* **TEXT PROVIDED**
Mac Q. Williamson, Atty. Gen., Sam H. Lattimore, Asst. Atty. Gen., and John S. Moss, County Atty., Wagoner County, of Wagoner, for defendant in error.
BAREFOOT, P. J. Defendant, Albert E. Greer, was charged jointly with Katherine Greer, his wife, and Ben E. Ryan, his wife's brother, in the county court of Wagoner county, with the unlawful possession of intoxicating liquor, to-wit: sixteen (16) quarts of whisky and gin, and twenty pints of whisky. Before the trial commenced, the case was dismissed as to the defendant Ryan for the reason that he was in the United States armed forces, and not present. The other defendants were tried, and the jury found the defendant Katherine Greer not guilty. The defendant Albert E. Greer was convicted and sentenced to pay a fine of $350, and to serve a sentence of 90 days in jail. From said judgment and sentence he has appealed.

* **WRITTEN TASKS**
(1) From the court opinion, write out the passage starting with "BAREFOOT, P. J." and going on through "he has appealed.".
(2) According to the court opinion, why was the case against Ben E. Ryan dismissed before trial?
(3) Continue the court opinion from where it stops.

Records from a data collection
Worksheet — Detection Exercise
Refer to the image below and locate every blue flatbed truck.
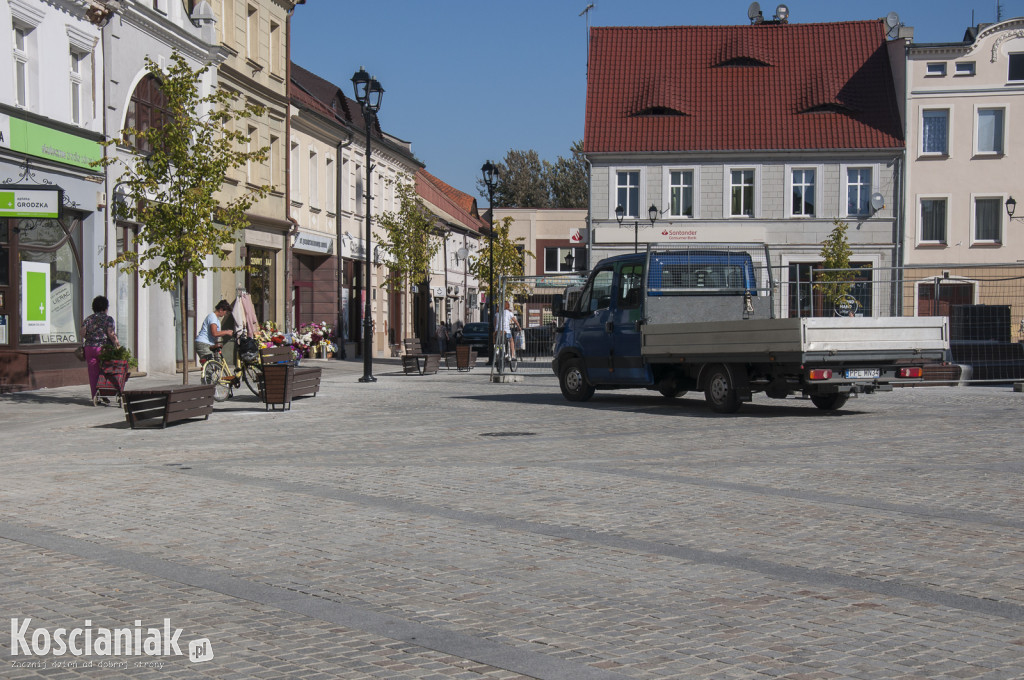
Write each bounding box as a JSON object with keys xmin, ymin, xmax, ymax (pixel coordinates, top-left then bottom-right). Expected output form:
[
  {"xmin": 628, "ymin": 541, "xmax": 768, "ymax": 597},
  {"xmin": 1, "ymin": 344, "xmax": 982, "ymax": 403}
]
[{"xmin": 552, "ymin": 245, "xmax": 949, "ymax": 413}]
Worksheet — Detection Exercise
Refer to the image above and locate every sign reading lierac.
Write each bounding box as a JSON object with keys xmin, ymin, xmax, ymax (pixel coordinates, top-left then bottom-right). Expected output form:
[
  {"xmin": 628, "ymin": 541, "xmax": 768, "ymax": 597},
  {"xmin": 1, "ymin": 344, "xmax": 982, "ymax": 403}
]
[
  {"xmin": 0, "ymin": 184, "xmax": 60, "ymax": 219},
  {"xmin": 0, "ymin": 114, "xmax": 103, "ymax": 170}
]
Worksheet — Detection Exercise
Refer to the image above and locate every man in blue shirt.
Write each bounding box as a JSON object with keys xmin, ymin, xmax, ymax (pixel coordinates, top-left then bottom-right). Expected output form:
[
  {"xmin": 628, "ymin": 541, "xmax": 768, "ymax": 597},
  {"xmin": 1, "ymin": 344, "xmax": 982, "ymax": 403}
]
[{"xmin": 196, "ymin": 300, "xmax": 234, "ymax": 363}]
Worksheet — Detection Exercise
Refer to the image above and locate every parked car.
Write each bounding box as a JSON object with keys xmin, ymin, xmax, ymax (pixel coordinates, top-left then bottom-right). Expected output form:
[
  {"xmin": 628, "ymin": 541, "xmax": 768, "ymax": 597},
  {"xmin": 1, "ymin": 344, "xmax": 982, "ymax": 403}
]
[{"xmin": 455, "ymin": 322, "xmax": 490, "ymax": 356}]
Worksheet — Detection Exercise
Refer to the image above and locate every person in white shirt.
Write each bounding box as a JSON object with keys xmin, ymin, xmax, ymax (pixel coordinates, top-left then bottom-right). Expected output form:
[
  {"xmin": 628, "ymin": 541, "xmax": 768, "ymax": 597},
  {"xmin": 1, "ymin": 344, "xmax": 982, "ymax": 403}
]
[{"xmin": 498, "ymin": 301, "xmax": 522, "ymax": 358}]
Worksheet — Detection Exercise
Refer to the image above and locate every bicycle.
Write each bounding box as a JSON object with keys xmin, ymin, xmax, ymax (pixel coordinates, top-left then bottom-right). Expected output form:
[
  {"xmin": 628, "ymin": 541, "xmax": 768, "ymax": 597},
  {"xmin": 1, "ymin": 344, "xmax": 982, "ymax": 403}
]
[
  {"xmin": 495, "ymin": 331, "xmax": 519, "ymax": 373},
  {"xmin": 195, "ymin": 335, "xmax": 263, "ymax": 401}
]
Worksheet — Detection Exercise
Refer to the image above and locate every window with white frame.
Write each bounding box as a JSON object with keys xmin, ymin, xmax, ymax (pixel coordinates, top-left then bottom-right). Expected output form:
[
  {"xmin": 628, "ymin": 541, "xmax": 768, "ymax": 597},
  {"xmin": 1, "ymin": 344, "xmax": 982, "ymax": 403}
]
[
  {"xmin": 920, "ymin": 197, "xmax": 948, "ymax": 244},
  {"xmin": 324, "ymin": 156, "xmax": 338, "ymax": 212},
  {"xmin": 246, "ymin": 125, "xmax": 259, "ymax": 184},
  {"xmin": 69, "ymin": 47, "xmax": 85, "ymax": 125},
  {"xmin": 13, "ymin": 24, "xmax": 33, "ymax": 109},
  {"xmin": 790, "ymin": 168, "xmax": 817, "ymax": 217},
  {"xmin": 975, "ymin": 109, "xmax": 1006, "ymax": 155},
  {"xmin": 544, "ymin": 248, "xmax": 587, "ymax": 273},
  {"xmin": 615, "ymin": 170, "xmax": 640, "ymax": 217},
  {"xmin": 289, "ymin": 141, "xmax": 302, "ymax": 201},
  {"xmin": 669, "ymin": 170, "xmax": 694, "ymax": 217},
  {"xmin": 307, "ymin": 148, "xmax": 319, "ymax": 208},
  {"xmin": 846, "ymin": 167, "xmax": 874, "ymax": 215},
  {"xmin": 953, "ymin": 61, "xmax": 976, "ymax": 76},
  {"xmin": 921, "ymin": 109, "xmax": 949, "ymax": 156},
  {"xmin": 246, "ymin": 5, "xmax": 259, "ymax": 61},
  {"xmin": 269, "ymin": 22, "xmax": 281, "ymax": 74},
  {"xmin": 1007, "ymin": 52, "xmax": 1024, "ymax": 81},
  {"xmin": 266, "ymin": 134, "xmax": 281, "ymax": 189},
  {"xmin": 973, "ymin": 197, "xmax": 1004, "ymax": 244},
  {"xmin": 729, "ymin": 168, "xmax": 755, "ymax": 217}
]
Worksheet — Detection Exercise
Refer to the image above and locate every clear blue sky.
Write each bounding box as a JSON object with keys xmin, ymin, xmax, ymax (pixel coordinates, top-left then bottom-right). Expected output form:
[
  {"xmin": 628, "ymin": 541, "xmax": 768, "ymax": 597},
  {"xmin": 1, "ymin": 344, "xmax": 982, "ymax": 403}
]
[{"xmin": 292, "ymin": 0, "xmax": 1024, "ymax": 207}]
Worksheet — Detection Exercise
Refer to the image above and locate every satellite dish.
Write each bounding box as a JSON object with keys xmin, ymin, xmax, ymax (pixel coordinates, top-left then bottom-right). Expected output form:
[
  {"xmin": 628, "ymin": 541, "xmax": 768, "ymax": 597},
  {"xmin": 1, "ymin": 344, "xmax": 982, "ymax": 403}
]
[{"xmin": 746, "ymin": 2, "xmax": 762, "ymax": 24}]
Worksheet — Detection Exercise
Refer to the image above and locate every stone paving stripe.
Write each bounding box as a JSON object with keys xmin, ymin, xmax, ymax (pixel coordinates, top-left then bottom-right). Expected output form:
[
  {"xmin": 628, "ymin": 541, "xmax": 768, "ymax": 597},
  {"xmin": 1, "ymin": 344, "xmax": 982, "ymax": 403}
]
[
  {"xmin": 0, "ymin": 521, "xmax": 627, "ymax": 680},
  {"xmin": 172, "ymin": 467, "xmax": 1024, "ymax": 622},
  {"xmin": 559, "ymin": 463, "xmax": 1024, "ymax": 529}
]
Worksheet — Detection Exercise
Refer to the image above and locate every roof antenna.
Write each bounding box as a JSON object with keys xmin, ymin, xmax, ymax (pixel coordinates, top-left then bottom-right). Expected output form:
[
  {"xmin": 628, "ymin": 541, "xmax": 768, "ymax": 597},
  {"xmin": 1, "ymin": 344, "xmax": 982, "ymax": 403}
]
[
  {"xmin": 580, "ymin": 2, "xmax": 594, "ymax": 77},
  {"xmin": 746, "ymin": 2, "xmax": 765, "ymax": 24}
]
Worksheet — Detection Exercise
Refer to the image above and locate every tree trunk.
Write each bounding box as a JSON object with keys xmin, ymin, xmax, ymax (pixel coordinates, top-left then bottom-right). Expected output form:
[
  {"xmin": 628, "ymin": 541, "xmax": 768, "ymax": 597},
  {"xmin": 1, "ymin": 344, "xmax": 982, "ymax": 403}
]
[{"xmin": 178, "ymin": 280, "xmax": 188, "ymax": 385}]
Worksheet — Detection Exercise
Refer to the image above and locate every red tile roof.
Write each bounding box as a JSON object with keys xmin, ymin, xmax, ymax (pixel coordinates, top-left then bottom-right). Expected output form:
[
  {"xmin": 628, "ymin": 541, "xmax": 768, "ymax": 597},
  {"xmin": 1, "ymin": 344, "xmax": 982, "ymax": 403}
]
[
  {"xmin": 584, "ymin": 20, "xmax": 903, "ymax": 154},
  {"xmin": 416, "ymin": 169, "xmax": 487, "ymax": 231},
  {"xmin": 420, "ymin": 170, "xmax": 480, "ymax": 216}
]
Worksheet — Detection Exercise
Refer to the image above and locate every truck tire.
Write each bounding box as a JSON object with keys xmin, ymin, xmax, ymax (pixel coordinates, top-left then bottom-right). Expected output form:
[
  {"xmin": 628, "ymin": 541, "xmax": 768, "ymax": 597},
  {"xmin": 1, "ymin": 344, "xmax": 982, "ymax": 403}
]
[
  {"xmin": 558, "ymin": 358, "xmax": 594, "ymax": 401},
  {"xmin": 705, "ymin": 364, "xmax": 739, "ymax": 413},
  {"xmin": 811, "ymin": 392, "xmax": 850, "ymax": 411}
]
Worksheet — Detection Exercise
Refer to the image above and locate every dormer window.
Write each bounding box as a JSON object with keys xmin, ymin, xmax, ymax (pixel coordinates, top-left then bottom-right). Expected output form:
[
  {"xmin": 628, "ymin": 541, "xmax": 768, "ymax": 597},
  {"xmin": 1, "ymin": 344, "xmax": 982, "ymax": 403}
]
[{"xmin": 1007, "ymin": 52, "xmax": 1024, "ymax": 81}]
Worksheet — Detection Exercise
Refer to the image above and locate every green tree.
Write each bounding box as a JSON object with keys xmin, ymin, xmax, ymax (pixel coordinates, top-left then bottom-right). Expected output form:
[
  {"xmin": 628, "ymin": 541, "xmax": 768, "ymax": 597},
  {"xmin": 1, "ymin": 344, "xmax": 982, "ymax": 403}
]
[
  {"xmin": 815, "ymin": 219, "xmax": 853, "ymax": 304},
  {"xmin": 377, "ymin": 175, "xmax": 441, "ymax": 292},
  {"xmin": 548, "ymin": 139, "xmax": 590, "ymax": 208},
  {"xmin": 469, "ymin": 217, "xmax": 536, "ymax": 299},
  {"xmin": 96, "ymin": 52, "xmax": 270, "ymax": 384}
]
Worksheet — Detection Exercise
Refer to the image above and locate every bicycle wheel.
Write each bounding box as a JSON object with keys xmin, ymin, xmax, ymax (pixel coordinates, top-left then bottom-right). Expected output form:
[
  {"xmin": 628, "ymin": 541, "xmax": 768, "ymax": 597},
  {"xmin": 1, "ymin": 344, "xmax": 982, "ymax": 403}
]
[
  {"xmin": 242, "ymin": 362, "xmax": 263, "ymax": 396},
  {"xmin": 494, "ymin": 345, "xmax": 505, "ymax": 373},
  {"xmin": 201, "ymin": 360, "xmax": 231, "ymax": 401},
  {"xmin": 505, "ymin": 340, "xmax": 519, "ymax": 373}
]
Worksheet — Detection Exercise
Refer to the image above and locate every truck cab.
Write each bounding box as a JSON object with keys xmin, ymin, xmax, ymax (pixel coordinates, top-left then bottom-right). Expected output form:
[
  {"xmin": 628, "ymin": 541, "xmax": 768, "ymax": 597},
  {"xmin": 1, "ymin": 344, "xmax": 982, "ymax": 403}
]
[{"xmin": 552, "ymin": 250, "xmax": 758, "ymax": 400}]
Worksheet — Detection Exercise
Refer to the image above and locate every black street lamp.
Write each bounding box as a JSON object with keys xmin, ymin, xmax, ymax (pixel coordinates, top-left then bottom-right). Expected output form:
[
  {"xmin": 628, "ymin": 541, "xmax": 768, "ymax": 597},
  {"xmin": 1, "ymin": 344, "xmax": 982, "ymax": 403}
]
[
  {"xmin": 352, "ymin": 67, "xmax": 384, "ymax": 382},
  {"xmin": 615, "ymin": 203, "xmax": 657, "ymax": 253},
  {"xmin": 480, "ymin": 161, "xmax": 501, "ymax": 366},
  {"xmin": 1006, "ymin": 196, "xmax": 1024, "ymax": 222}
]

* **RESPONSES IN ORDER**
(1)
BAREFOOT, P. J. Defendant, Albert E. Greer, was charged jointly with Katherine Greer, his wife, and Ben E. Ryan, his wife's brother, in the county court of Wagoner county, with the unlawful possession of intoxicating liquor, to-wit: sixteen (16) quarts of whisky and gin, and twenty pints of whisky. Before the trial commenced, the case was dismissed as to the defendant Ryan for the reason that he was in the United States armed forces, and not present. The other defendants were tried, and the jury found the defendant Katherine Greer not guilty. The defendant Albert E. Greer was convicted and sentenced to pay a fine of $350, and to serve a sentence of 90 days in jail. From said judgment and sentence he has appealed.

(2) He was in the United States armed forces and not present.

(3)
Defendant in his brief says:
"The sole question here presented is: Was the application (affidavit) for the search warrant and the search warrant itself sufficient under the law to make the search and obtain the evidence upon which plaintiff in error was charged and tried and convicted?"
In order to properly consider this question it is necessary to give a brief statement of the facts as revealed by the record.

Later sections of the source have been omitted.